### WORK REQUIRED
Copy out the whole listing exactly as written, leaving the pictures behind.
Begin
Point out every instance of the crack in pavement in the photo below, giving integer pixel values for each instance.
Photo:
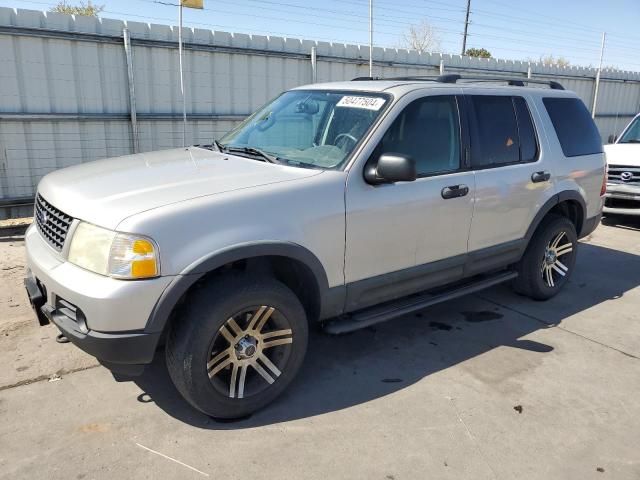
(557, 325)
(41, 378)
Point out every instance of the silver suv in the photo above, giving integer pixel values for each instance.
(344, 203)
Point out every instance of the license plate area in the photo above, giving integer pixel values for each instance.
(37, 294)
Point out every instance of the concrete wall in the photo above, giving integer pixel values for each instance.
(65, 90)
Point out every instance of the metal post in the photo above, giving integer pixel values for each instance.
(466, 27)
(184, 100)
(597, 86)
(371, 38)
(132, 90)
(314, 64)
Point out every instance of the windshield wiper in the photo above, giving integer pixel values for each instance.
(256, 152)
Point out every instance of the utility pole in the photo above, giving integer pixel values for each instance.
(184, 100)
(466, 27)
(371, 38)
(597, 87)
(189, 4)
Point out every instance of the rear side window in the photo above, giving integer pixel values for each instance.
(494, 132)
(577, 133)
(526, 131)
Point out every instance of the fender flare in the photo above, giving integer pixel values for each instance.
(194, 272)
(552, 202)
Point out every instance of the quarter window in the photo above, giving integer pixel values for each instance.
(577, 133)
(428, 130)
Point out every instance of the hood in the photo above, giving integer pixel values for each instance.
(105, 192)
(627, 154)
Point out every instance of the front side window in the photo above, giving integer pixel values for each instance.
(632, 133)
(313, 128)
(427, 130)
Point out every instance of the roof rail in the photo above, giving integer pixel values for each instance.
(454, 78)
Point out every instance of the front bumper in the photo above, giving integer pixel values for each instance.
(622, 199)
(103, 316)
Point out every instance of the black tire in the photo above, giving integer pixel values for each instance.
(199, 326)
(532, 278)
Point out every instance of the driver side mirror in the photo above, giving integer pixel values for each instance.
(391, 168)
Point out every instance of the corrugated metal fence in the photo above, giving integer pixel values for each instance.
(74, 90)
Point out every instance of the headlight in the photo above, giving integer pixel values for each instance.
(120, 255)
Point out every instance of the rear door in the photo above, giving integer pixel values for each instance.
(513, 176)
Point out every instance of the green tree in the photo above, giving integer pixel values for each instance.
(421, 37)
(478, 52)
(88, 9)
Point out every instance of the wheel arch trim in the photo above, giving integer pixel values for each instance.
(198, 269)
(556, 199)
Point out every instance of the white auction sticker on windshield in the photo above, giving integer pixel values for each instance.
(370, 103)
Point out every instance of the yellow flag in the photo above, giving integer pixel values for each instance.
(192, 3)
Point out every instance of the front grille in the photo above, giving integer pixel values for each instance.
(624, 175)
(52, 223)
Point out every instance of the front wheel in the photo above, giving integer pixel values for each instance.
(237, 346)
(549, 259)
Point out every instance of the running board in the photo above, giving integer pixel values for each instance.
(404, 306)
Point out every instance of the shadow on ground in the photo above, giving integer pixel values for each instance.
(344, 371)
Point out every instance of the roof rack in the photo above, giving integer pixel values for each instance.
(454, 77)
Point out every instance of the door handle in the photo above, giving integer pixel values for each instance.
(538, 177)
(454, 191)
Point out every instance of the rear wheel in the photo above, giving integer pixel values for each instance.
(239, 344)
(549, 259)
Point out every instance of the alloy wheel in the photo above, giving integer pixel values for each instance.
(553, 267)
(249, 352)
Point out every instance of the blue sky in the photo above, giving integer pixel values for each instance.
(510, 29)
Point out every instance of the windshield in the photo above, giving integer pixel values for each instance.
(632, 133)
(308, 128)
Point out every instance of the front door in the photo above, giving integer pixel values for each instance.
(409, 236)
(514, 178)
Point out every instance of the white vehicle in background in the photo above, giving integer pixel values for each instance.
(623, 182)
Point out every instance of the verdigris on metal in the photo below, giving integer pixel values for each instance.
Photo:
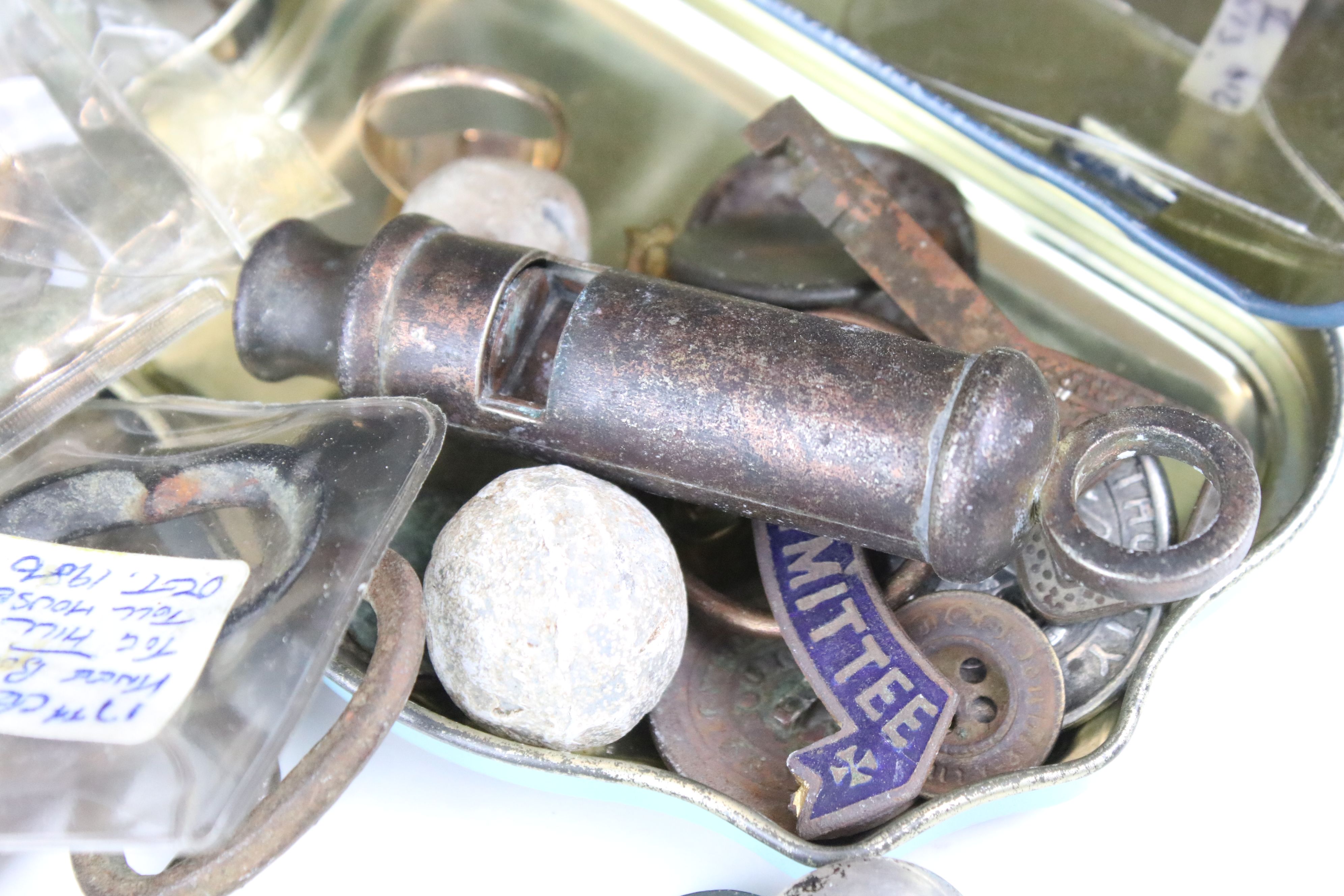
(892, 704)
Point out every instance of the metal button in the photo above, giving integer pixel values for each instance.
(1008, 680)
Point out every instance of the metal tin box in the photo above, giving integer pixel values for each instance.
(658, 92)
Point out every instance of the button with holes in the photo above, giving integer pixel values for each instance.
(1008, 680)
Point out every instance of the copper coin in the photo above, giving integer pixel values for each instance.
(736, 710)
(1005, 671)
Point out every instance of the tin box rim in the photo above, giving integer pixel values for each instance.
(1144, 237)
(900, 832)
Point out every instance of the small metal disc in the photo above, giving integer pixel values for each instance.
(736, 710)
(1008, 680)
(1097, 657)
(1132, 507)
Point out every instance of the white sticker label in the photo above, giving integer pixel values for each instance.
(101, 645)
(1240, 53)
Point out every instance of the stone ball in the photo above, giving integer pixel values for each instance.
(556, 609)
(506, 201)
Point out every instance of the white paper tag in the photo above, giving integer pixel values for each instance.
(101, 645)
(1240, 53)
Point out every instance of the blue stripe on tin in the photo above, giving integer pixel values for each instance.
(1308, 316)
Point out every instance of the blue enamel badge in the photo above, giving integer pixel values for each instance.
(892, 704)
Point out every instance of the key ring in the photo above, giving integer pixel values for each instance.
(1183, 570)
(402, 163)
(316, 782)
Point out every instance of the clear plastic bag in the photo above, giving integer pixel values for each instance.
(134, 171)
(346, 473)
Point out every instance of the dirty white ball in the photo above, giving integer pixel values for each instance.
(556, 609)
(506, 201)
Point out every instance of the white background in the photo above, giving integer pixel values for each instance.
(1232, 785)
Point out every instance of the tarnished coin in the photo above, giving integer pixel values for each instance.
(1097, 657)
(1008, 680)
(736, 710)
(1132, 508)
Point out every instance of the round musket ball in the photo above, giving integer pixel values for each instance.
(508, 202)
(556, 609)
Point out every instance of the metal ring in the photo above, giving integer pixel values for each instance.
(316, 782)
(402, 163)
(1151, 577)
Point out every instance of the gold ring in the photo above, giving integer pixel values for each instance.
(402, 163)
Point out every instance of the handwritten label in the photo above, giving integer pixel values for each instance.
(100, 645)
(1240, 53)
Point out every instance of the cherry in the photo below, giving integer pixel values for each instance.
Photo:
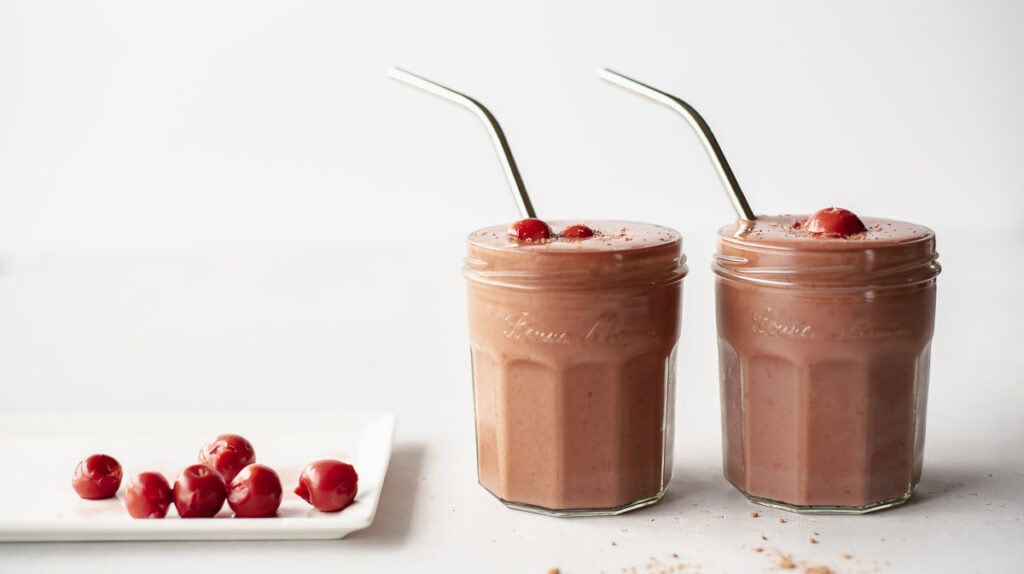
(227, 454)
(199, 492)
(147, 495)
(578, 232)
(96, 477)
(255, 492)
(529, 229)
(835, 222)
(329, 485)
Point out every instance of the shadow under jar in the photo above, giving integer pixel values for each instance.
End
### RESPONSE BELOW
Point out every instance of the crack in pavement in the photo below, giving integer pixel values for each instance.
Photo:
(557, 325)
(41, 378)
Point out every instance of the silver suv in the photo above, giving integer pixel values for each instance.
(344, 203)
Point out every instance of the license plate area in the photo above, giving integer pixel values for each instance.
(37, 294)
Point out every instance of the concrete wall in the photo above, giving integer pixel values for each instance.
(65, 90)
Point out every instance of the metal post in the photo above, giving integer pixel values for each instance.
(466, 27)
(184, 100)
(597, 86)
(371, 38)
(132, 90)
(314, 64)
Point out every instance of the windshield wiper in the photo above, giving integer pixel values for each instance.
(256, 152)
Point out every instance of the utility pole in the photo above, giving integer pixel values for each instance.
(184, 100)
(466, 27)
(371, 38)
(597, 87)
(189, 4)
Point out every instance of the rear side window in the photo above, giving integer pixel values for each instance.
(494, 132)
(577, 133)
(526, 131)
Point out every instance of the fender flare in the photo above, giving integer pixel values for each instance.
(194, 272)
(552, 202)
Point out every instance of the quarter window in the photo above, giving integer pixel values for each instance.
(577, 133)
(428, 130)
Point out every instance of the hood in the photo above, giving integer pixel values for each instance.
(105, 192)
(627, 154)
Point out every instance of the front side window in the photo above, giving integer pixel values for each instance.
(632, 133)
(313, 128)
(427, 130)
Point out every instance of the roof rail in the photo above, giving integer pixel values for each instance.
(454, 78)
Point out every instance of the front bumper in the photo above, giving integer pixel values for each instance.
(622, 199)
(103, 316)
Point out every instance of the black tire in the photo above, giving integer pixel values for each instance.
(199, 326)
(532, 278)
Point out every instance of the driver side mirror in the photo above, giving integer pixel values for each instance.
(391, 168)
Point out every instance of the corrugated metal fence in the photo above, giving integer pixel values for each instance.
(74, 90)
Point out every instance of the headlight in the photo above, giving integer pixel values for each instance.
(120, 255)
Point out every instance of the rear door in the photo above, giving integer pixel values for each instance.
(513, 176)
Point out every instance of the green tree in the photo above, giving integer pixel values for each instance.
(421, 37)
(478, 52)
(88, 9)
Point out every instance of the wheel arch trim in the photo above, giving integer pixel values for each instance.
(198, 269)
(556, 199)
Point out every instance of the white auction sticker on windshield in the photo above, giving integer pixel values for each instance.
(370, 103)
Point out every instance of the yellow flag in the photo above, giving integer pixel values for each instance.
(192, 3)
Point out every instance of the front grille in the photo above, giving integer pixel values for each instance.
(624, 175)
(52, 223)
Point out every instance of the front wheel in the photo above, giving integer pixel values for each instance.
(237, 346)
(549, 259)
Point out every instance of the running board in the photo above, giving integer pixel values for each instance.
(404, 306)
Point out every instance of the shadow on ground in the photo above, giving integer pixel values for each instance.
(344, 371)
Point out every instance of the roof rack in the photo above, giving integer pixel values for each instance.
(454, 77)
Point out every instance of the door handle in the photo above, giving integer pixel values for each instance.
(538, 177)
(454, 191)
Point out every instance of the rear wheel in the photo above, giving integer pixel values for each instance.
(239, 344)
(549, 259)
Point out every instance of the alloy wheel in the photo above, giving integer pixel values for each instance.
(553, 267)
(249, 352)
Point out every instance of the blue sky in the photo above, giving integer pixel values for each instance.
(510, 29)
Point out every instance of the windshield in the photo above, giving integer pixel values for each instance.
(632, 133)
(308, 128)
Point out every instance of the front door in the photo above, giving integer pixel values for each instance.
(409, 236)
(514, 178)
Point out every instance of the white vehicle in background in the photo above, giving integer pixel values for each instance.
(623, 182)
Point out every instance of the verdigris on metal in the photo below, giving integer pixel values for each instance.
Photo:
(892, 704)
Point out every instance of the metal button in the photo above, giving integer pixel values for each instance.
(1008, 680)
Point out every instance of the metal tin box in the photo above, giving integer pixel values for each instance.
(658, 92)
Point out every instance of the button with holes in the photo above, giving integer pixel values for each instance.
(1008, 680)
Point out every instance of the copper coin in the photo above, giving integer pixel values for each instance.
(736, 710)
(1005, 671)
Point out every instance of the tin box rim in the photo above, giving integer pixel values for each instance.
(1144, 237)
(900, 832)
Point out every instance of the small metal disc in the photo above, giving integer pixel values for each instance.
(736, 710)
(1008, 680)
(1097, 657)
(1132, 507)
Point out every instance of the white sticker label in the photo above, giving integer pixel values for each instance.
(101, 645)
(1240, 53)
Point out every instance of the stone ball in the photo above, giving integer pixel values for each instance.
(556, 609)
(506, 201)
Point out every instance of the white paper tag in the photo above, giving integer pixel values for each instance.
(101, 645)
(1240, 53)
Point out every instance of the blue stripe on tin in the photo above, giving integer pixel values for each instance.
(1308, 316)
Point out every instance of the blue enamel badge in the photo above, giving integer pixel values for each instance.
(892, 704)
Point out every instance of the key ring in the photo above, giving integer pixel values for each instance.
(1183, 570)
(402, 163)
(316, 782)
Point out every instance of the clear plastic bag in the photo above, giving integer pixel values for each instance.
(134, 171)
(346, 473)
Point out every instance of the dirty white ball in the photo above, giving integer pixel values for each instance.
(556, 609)
(506, 201)
Point out every instance of the white background in the photo above, giving integer pixel values for each instance.
(1232, 785)
Point out every instance of the tarnished coin in the photo above, giving integer pixel values for each instance.
(1097, 657)
(1008, 680)
(736, 710)
(1132, 508)
Point out every instance of the round musket ball in the photo above, giving integer pixel values for each instance.
(508, 202)
(556, 609)
Point out every instance of the metal ring in the photo above, giving integer pixel values for each instance.
(316, 782)
(402, 163)
(1151, 577)
Point out every instance of the gold ring in the photo above, giving integer pixel values for each instance.
(402, 163)
Point out every instance of the handwritten label in the photo above, giving integer pixel values for each instance.
(100, 645)
(1240, 53)
Point out every instance of the cherry in the photo below, giving integer pixel values for each instance.
Photo:
(227, 454)
(199, 492)
(147, 495)
(578, 232)
(96, 477)
(255, 492)
(529, 229)
(835, 222)
(329, 485)
Point out every instance of the shadow under jar in the photo above, giving integer pixel values for each instance.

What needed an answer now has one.